== Records for processing
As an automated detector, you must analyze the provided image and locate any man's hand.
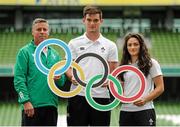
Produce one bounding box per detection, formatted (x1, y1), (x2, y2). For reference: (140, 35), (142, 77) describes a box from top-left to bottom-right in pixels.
(24, 101), (34, 117)
(133, 99), (146, 106)
(102, 81), (109, 87)
(71, 76), (78, 86)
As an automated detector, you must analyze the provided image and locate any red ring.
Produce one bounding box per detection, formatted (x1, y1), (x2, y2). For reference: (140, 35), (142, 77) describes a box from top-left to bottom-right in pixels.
(109, 65), (146, 103)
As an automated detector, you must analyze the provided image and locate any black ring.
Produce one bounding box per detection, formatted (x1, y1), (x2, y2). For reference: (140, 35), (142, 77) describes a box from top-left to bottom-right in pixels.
(73, 53), (109, 88)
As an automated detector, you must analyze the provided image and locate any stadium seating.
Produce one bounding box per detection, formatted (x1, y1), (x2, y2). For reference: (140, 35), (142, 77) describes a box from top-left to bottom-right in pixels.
(0, 29), (180, 76)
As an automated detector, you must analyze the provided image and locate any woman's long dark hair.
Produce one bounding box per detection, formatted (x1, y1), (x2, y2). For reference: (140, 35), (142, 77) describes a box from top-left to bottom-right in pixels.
(120, 33), (152, 78)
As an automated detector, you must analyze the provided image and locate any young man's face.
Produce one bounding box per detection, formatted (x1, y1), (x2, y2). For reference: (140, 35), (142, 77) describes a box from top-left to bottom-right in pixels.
(32, 22), (49, 45)
(83, 14), (103, 33)
(127, 37), (140, 57)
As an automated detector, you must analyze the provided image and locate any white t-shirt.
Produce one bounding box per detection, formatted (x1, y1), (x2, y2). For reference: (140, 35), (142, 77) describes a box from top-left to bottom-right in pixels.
(69, 33), (118, 98)
(121, 59), (162, 111)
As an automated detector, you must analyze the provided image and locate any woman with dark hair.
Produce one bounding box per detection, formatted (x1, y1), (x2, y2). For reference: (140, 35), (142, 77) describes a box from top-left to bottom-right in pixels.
(119, 33), (164, 126)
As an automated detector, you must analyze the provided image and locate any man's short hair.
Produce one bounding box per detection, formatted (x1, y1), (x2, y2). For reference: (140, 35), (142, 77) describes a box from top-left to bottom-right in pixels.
(83, 6), (102, 19)
(32, 18), (48, 26)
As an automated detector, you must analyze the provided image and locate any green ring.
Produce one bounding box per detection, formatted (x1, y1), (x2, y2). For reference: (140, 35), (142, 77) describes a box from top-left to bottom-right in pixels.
(85, 75), (122, 111)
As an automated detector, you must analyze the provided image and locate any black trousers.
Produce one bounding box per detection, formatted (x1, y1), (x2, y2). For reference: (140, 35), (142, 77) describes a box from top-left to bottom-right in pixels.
(67, 96), (111, 126)
(21, 106), (58, 126)
(119, 109), (156, 126)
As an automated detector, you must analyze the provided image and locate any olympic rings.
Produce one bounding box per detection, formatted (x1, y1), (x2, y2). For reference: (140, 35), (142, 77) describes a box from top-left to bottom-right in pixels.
(73, 53), (109, 88)
(48, 60), (85, 98)
(34, 39), (146, 111)
(109, 65), (146, 103)
(85, 75), (123, 111)
(34, 38), (72, 76)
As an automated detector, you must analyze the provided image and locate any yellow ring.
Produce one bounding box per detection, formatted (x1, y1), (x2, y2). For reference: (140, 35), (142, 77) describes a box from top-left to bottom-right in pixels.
(48, 60), (85, 98)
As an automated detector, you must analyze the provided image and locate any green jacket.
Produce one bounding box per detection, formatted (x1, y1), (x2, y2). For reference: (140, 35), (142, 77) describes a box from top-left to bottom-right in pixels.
(14, 40), (65, 107)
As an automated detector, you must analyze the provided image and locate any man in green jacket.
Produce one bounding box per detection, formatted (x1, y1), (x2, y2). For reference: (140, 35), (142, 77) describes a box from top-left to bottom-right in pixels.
(14, 18), (65, 126)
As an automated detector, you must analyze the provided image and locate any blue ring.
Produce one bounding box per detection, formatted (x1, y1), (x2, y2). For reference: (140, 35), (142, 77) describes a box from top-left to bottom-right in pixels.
(34, 38), (72, 76)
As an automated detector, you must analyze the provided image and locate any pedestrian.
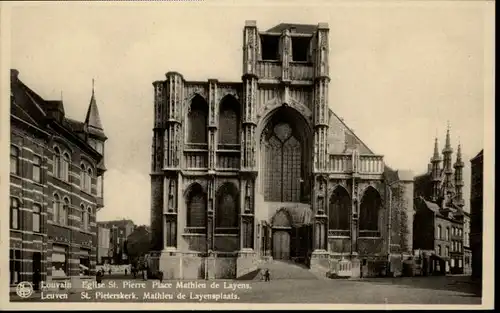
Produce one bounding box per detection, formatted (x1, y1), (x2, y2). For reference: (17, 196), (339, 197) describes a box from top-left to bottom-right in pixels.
(33, 269), (42, 290)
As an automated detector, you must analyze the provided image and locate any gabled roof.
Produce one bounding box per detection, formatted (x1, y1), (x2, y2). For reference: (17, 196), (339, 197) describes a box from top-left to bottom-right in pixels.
(266, 23), (318, 34)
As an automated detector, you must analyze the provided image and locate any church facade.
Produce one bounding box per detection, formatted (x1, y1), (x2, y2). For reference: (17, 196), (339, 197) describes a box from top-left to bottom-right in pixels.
(151, 21), (413, 279)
====
(What the task asks):
Convert the rows above into a JSON list of strings with one string per line, skipping blank lines. Leave the pictures out.

(Written reply):
[
  "As an automated detector, you must analyze the provided image and locate any man's hand.",
  "Produce one bounding box per detection, formatted (x1, y1), (x2, y2). For reference: (140, 35), (142, 77) describes a box from top-left to bottom-right in pixels.",
  "(24, 101), (34, 117)",
  "(133, 99), (146, 106)",
  "(102, 81), (109, 87)",
  "(71, 76), (78, 86)",
  "As an automated detector, you must analyze the provided image and locate any red ring.",
  "Produce one bounding box per detection, formatted (x1, y1), (x2, y2). For reference: (140, 35), (142, 77) describes a box from top-left to bottom-right in pixels.",
  "(109, 65), (146, 103)",
  "As an automated detector, you must analyze the provided image and locate any black ring.",
  "Produce one bounding box per detection, formatted (x1, y1), (x2, y2). For reference: (140, 35), (142, 77) describes a box from top-left to bottom-right in pixels.",
  "(73, 53), (109, 88)",
  "As an automated detector, you must analyze the provided image and locate any stadium seating.",
  "Produce one bounding box per detection, formatted (x1, y1), (x2, y2). For reference: (140, 35), (142, 77) describes a box from top-left to bottom-right in pixels.",
  "(0, 29), (180, 76)",
  "As an automated detector, you must analyze the provided image and locate any woman's long dark hair.",
  "Produce one bounding box per detection, formatted (x1, y1), (x2, y2). For reference: (140, 35), (142, 77) describes a box from top-left to bottom-right in pixels.",
  "(120, 33), (152, 78)",
  "As an automated detector, you must analyze the provided image and locate any young man's face.",
  "Produce one bounding box per detection, formatted (x1, y1), (x2, y2). For reference: (140, 35), (142, 77) describes a box from top-left to bottom-right in pixels.",
  "(32, 22), (49, 45)",
  "(83, 14), (103, 33)",
  "(127, 37), (140, 57)",
  "As an automated detector, you must analyze the provided image and locate any white t-shirt.",
  "Produce one bounding box per detection, formatted (x1, y1), (x2, y2). For reference: (140, 35), (142, 77) describes a box from top-left to bottom-right in pixels.",
  "(69, 33), (118, 98)",
  "(121, 59), (162, 111)",
  "As an automated detector, you must analyze the provided image and locate any woman with dark hair.",
  "Produce one bounding box per detection, formatted (x1, y1), (x2, y2). For reference: (140, 35), (142, 77) describes a box from top-left to bottom-right in pixels.",
  "(119, 33), (164, 126)",
  "As an automated detector, you must analyze the provided image and locate any man's short hair.",
  "Produce one bounding box per detection, formatted (x1, y1), (x2, y2). For reference: (140, 35), (142, 77) describes a box from top-left to bottom-right in pixels.",
  "(83, 6), (102, 19)",
  "(32, 18), (48, 26)",
  "As an automated detector, you must analyze the provided image and locate any green ring.",
  "Produce one bounding box per detection, formatted (x1, y1), (x2, y2). For reference: (140, 35), (142, 77) describes a box from top-left to bottom-right in pixels.",
  "(85, 75), (122, 111)",
  "As an automated detector, you must analyze the provided image and locate any black trousers.",
  "Produce one bounding box per detection, formatted (x1, y1), (x2, y2). For reference: (140, 35), (142, 77) describes a box from top-left to bottom-right in pixels.",
  "(67, 96), (111, 126)",
  "(21, 106), (58, 126)",
  "(119, 109), (156, 126)",
  "As an automated detector, you must analyze the provided image and locate any olympic rings.",
  "Produce one bounding box per detection, formatted (x1, y1), (x2, y2). For reference: (140, 35), (142, 77) describes a box from top-left to bottom-right in pixels.",
  "(73, 53), (109, 88)",
  "(48, 60), (85, 98)",
  "(34, 39), (146, 111)",
  "(109, 65), (146, 103)",
  "(85, 75), (123, 111)",
  "(34, 38), (72, 76)",
  "As an automated detector, you must analyze the provided image and locate any yellow ring.",
  "Produce one bounding box per detection, formatted (x1, y1), (x2, y2). For reference: (140, 35), (142, 77) describes a box from top-left to bottom-right in pixels.",
  "(48, 60), (85, 98)",
  "As an automated detector, you must analyze the provided image and locate any green jacket.",
  "Produce one bounding box per detection, formatted (x1, y1), (x2, y2). For reference: (140, 35), (142, 77) describes a box from top-left to bottom-right in pixels.",
  "(14, 40), (65, 107)",
  "As an automated detector, you must analyze the provided image and locate any man in green jacket.",
  "Produce one bounding box per detection, formatted (x1, y1), (x2, y2). For reference: (140, 35), (142, 77) describes a box from top-left to bottom-right in pixels.",
  "(14, 18), (65, 126)",
  "As an automated detector, you must analyze the provided image and locate any blue ring.",
  "Produce one bounding box per detection, formatted (x1, y1), (x2, y2). For reference: (140, 35), (142, 77) describes a box from top-left to bottom-right in pixels.",
  "(34, 38), (72, 76)",
  "As an automated detector, you must analyze the provided image and locate any pedestrian.",
  "Produce one bounding box per detection, formatted (x1, y1), (x2, y2). For reference: (17, 196), (339, 197) describes a box from top-left to bottom-right in pixels.",
  "(33, 269), (42, 290)",
  "As an automated detector, you must analyze the provided image and locate any gabled roof.",
  "Produce one bounding box per detection, formatted (x1, y1), (x2, y2). For reference: (17, 196), (339, 197) describes a box from top-left to bottom-right in pixels.",
  "(266, 23), (318, 34)",
  "As an automated detector, you must analyze the provided image and locate any church facade.",
  "Produce one bounding box per detection, formatted (x1, y1), (x2, y2). For reference: (17, 196), (339, 197) describes a box from top-left to bottom-right in pixels.",
  "(151, 21), (413, 279)"
]